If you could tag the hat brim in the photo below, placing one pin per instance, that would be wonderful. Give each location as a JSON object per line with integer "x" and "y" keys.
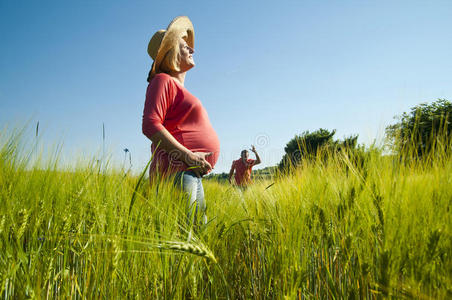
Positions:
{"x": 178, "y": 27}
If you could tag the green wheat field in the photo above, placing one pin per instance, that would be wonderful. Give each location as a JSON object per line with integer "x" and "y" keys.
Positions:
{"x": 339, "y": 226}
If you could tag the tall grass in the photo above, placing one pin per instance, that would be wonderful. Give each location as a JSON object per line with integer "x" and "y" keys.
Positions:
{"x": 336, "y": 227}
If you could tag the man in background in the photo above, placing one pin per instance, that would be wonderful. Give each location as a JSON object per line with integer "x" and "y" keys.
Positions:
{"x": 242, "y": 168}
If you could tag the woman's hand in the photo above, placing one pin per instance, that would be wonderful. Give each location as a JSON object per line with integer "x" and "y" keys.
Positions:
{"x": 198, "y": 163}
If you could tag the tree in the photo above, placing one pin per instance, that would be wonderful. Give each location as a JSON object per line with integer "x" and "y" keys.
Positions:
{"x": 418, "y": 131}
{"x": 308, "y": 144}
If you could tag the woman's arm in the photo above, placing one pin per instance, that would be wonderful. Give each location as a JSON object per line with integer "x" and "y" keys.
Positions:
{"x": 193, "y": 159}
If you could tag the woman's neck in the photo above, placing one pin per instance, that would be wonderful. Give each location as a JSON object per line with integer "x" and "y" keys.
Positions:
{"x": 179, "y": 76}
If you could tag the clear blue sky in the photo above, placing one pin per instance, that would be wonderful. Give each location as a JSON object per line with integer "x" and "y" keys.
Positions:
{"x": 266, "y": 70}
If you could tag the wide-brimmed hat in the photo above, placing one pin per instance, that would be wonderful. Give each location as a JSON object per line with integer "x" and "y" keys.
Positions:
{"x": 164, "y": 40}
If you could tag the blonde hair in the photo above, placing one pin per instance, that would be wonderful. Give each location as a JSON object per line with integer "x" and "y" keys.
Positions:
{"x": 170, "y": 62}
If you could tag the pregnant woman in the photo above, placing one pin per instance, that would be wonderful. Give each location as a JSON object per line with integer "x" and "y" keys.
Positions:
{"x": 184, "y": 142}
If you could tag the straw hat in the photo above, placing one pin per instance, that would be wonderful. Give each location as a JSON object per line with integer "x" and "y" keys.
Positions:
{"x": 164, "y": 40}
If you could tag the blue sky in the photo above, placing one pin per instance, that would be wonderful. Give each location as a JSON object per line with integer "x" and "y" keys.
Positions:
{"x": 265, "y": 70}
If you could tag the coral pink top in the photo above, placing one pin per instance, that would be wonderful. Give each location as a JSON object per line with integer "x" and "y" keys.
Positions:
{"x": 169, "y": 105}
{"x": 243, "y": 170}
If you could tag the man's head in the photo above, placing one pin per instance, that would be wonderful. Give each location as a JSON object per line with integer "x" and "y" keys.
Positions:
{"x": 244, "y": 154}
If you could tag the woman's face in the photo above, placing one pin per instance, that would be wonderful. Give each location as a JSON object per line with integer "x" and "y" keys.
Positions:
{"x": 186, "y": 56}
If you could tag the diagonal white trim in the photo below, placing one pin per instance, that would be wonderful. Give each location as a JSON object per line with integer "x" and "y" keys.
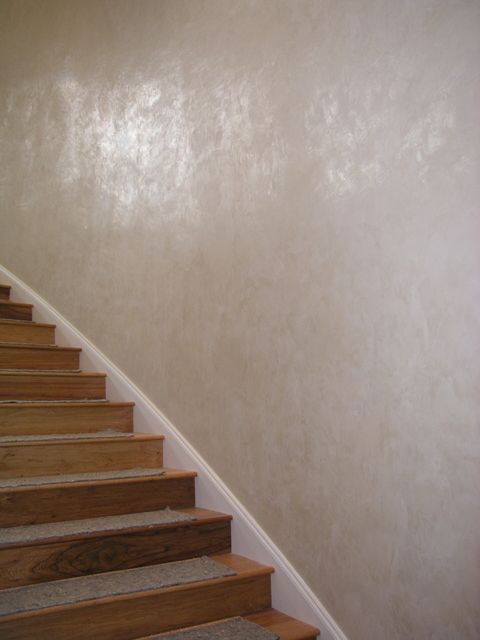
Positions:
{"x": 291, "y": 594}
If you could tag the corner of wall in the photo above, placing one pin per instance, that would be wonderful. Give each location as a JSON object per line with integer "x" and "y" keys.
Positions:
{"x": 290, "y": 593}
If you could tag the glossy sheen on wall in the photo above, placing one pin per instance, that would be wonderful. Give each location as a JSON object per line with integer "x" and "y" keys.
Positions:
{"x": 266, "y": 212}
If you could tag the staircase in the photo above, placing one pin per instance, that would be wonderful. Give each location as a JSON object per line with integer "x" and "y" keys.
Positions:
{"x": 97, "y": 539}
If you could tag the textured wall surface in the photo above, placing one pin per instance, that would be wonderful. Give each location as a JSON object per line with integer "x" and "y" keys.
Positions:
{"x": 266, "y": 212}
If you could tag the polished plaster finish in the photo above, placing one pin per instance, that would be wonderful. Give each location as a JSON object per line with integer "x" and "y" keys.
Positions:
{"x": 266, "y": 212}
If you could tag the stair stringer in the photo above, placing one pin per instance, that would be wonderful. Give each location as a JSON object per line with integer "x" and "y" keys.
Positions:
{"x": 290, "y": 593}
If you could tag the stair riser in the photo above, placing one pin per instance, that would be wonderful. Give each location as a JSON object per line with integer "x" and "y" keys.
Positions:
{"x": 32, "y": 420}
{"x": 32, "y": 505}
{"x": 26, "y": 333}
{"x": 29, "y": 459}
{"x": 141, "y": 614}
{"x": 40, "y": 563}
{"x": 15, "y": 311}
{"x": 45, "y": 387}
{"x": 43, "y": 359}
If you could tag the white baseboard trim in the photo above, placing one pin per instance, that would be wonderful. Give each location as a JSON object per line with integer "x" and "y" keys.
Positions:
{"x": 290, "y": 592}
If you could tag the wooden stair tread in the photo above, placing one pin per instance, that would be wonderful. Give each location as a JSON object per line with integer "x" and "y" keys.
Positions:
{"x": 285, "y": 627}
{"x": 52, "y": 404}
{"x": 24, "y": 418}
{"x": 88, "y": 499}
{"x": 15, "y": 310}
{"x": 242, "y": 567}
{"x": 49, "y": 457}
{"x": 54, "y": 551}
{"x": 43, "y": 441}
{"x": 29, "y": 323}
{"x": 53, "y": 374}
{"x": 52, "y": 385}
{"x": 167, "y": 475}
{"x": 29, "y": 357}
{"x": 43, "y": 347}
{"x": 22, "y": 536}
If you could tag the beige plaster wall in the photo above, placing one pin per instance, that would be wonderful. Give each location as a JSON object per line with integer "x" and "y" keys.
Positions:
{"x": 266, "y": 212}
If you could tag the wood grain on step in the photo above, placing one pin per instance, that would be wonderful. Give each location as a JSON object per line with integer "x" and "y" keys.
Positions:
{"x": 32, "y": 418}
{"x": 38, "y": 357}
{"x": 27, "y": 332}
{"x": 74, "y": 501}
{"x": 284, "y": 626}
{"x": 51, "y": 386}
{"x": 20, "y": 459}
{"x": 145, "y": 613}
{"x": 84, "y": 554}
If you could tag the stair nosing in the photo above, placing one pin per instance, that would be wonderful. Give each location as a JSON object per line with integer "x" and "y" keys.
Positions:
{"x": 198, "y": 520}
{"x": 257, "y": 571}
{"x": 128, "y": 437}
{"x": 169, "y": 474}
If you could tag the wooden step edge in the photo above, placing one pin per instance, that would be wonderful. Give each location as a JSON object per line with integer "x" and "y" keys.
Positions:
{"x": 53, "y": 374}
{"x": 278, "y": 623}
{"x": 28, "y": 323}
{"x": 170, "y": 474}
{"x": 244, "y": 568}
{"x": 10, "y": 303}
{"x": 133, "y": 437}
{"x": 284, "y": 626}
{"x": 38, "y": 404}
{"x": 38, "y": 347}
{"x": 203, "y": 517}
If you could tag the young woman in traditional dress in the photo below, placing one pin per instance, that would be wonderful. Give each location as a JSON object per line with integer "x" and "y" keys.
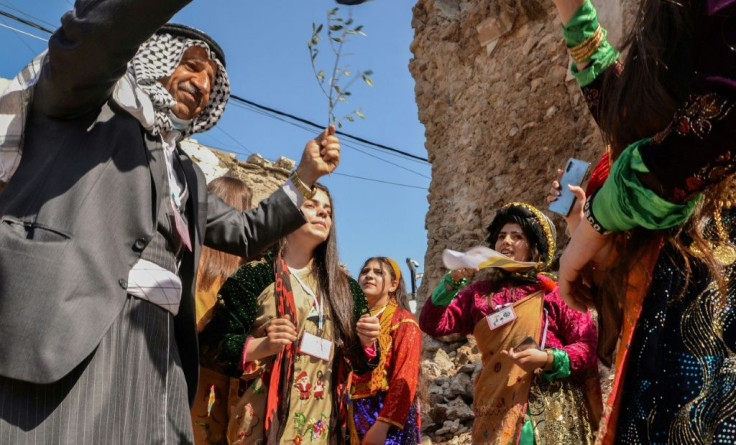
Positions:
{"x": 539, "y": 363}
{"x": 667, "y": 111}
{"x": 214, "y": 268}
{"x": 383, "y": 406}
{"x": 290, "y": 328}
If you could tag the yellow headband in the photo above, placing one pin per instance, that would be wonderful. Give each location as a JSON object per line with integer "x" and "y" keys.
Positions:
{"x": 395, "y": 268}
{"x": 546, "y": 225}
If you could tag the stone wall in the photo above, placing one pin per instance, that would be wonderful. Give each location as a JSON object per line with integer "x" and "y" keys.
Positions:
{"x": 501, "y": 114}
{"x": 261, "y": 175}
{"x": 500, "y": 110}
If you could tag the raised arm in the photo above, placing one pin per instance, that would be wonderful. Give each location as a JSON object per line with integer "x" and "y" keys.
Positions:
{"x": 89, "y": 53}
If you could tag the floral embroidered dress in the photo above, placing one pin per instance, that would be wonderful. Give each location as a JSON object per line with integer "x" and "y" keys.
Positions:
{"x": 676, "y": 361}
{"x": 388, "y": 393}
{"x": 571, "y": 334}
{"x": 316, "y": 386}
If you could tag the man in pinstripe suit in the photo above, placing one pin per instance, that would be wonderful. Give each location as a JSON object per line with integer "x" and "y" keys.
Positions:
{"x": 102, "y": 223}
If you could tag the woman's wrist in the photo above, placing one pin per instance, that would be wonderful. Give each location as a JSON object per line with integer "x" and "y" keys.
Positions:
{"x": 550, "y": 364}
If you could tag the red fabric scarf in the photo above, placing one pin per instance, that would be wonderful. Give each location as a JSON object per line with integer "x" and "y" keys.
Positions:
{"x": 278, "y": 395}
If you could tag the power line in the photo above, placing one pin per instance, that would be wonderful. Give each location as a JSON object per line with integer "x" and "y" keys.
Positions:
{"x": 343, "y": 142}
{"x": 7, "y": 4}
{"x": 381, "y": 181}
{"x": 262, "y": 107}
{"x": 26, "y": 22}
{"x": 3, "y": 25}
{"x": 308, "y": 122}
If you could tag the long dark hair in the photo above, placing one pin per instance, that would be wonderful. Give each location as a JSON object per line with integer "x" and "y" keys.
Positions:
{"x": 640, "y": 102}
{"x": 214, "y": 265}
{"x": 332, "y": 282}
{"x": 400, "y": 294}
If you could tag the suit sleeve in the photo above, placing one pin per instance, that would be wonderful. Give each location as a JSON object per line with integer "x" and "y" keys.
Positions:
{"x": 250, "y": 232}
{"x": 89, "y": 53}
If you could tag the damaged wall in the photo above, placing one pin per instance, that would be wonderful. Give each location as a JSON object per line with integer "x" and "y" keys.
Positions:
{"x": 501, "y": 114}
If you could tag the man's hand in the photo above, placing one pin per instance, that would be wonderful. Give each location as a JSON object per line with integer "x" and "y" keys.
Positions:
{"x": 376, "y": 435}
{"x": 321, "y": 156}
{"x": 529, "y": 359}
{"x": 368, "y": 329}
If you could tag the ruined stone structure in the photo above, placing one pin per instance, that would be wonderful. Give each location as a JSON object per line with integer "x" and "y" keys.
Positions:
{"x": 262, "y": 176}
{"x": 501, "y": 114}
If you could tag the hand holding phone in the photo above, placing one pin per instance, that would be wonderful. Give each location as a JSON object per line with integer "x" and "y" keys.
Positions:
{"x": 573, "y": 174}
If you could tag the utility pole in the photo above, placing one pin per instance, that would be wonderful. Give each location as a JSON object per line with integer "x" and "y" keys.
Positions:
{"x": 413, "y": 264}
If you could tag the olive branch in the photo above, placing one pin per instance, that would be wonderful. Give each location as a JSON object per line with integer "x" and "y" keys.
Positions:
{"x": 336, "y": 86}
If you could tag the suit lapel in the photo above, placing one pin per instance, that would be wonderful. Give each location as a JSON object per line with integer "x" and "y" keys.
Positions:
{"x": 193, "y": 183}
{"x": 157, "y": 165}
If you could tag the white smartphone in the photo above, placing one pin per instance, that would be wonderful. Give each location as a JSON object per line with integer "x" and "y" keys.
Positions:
····················
▸ What the task asks: Starting at the line that contains "If you could tag the man's hand", quote each remaining line of the entries above, unchanged.

▸ The output:
If you could tag the man's hand in the photo above, placing one pin per instance, that would be wonderful. Give each location as a JSON object per line with integer "x" and "y" keys.
Positions:
{"x": 376, "y": 435}
{"x": 321, "y": 156}
{"x": 529, "y": 359}
{"x": 368, "y": 329}
If you could tag the ruined stone structure in the photo above, placing one pin per instance, that would be wonderful. Give each location as a JSON object per line with integer "x" and "y" keys.
Positions:
{"x": 262, "y": 176}
{"x": 501, "y": 114}
If you could tag the hand holding phone in the photo above, placing one pin per instance, that would be wonderful. Give each location as a JSON object per line with integer "x" and "y" keys.
Positions:
{"x": 573, "y": 174}
If you could tag the utility pole in the photo above, placing one pin per instance, that would be wonderful. Give each location as a JSON object per line with integer "x" and "y" keys.
Positions:
{"x": 413, "y": 264}
If you could tag the olive branch in the photo above, placing one pin per instance, that would be wonderful. Give each location as a JSON object per line with integer "x" and "y" keys.
Positions:
{"x": 336, "y": 86}
If you could tag the suit lapel in the photo above, placing one pin per instance, that would be wonderful. Give each location as a JSON object per line with integer "x" and "y" keys.
Positions:
{"x": 193, "y": 183}
{"x": 157, "y": 165}
If you could tag the white smartphone in the photo above, placing one pin per instance, that would be wonderful. Give each location as a JSON object per line with integer "x" and "y" keys.
Positions:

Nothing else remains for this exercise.